◆ SELECTED PASSAGE
I have been working on optimizing some long running JAvaScript, and tried implementing WebWorkers.
I have a collection of independent tasks to compute. In my initial test there are 80 tasks, and on the main thread the complete in 250ms. I thought that I could distribute the tasks across some web workers and get the time down to maybe 50ms.
My data is geometry data structures that nest multiple typed arrays. I have methods that extract all the data to JSON + an array of ArrayBuffer objects, and so I can pass the data as transfered to the WebWorker without duplicating the big arrays.
Here is my WebWorker script.
importScripts('../lib/MyLib.js');
let timeComputing = 0;
this.onmessage = function(e) {
switch (e.data.msg) {
case 'compute':
let mesh = ... unpack data;
let start = performance.now();
mesh.doexpensiveCompute();
timeComputing += performance.now() - start;
... send data back to the main thread.
break;
case 'logTime':
console.log("timeComputing:" + timeComputing);
}
}
When the worker logs the time being used, its usually around 130ms per worker, which means the total time is actually almost 500ms. The main thread does all the work in 250ms, so I'm going 100% slower using WebWorkers. For some reason, exactly the same code running in a WebWorker is much much slower than it does on the main thread.
Some of the workloads I have soon might have hundreds of tasks, so I was hoping WebWorkers would keep my page responsive. (currently its not at all on big loads).
Would anyone have any suggestions as to why I am seeing such poor results? Note: I have eliminated the cost of data transfer(which I believe to be minimal) and thread startup here. I am purely measuring the compute time in the worker, which is poor... Does anyone have experience running heavy compute tasks in a webworker?
One idea, is that I my worker script also loads my main engine script. (MyLib.js in the example code), which is a Webpacked script, and quite big. I used this so that hopefully browser caching would mean it doesn't need to request it again. Maybe instead I should generate a minimal version of my engine just for the webworker context.
Thanks for any tips...
WebWorkers just run scripts, so they won't be faster than other methods. They shine by running in a different thread and not blocking the UI or any other code that wants to run in the main thread.
As you might expect, the simple postMessage is fast. It usually takes between 0 to 1 ms to send a message, whether to a web or shared worker.
You can run whatever code you like inside the worker thread, with some exceptions. For example, you can't directly manipulate the DOM from inside a worker, or use some default methods and properties of the window object.
Web Workers are primarily used for CPU-intensive tasks to be run in the background without any network connectivity required to work on the tasks.
I have now debugged my Worker.
importScripts('../lib/MyLib.js');
Initially, I had thought that re-using my main library js file in the worker would enable the browser to use the cached version of the lib. I.e. the browser would not need to HTTP request the file, or compile it, since it was already in memory. This turns out to be false, and the browser needed to re-request the file and also recompile it.
Because my script is quite large, recompiling became a big overhead as it also seems to need to re-compile it for each thread. I came to this conclusion by measuring the round trip time for each task, while performing zero work in the worker. The round trip time for each thread started very high (300ms), and quickly dropped to < 1ms after a few iterations.
I now use an inline web worker to avoid extra requests and keep my library encapsulated, as described here: http://www.html5rocks.com/en/tutorials/workers/basics/#toc-inlineworkers And also use a cut down script for the worker to a bare minimum.
I now am getting excellent performance. ~50ms for what was 250ms. The first round trip is slow, but not too bad, and inlining the web worker made it a lot faster.

◆ DATA EXTRACT

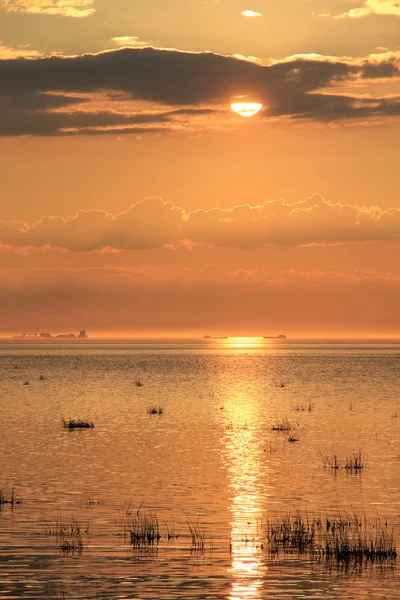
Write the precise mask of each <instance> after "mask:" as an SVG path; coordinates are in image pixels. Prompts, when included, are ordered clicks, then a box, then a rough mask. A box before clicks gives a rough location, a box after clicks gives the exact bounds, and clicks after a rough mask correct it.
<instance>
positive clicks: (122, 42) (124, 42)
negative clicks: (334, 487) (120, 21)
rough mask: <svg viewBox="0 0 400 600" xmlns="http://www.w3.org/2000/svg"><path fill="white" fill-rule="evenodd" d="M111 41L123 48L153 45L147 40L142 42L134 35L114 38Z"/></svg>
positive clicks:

◆ ASSIGNMENT 1
In the WebWorker post, retype the part from "Would anyone have" to "the webworker context.".
◆ ASSIGNMENT 2
Answer these from the WebWorker post:
(a) How many tasks were in the initial test?
(b) How long does it usually take to send a message with postMessage?
(c) What was the round trip time for each thread at the start?
The rows come from a different source than the WebWorker post.

◆ EXPECTED OUTPUT 1
Would anyone have any suggestions as to why I am seeing such poor results? Note: I have eliminated the cost of data transfer(which I believe to be minimal) and thread startup here. I am purely measuring the compute time in the worker, which is poor... Does anyone have experience running heavy compute tasks in a webworker?
One idea, is that I my worker script also loads my main engine script. (MyLib.js in the example code), which is a Webpacked script, and quite big. I used this so that hopefully browser caching would mean it doesn't need to request it again. Maybe instead I should generate a minimal version of my engine just for the webworker context.

◆ EXPECTED OUTPUT 2
(a) 80 tasks
(b) Between 0 and 1 ms
(c) 300ms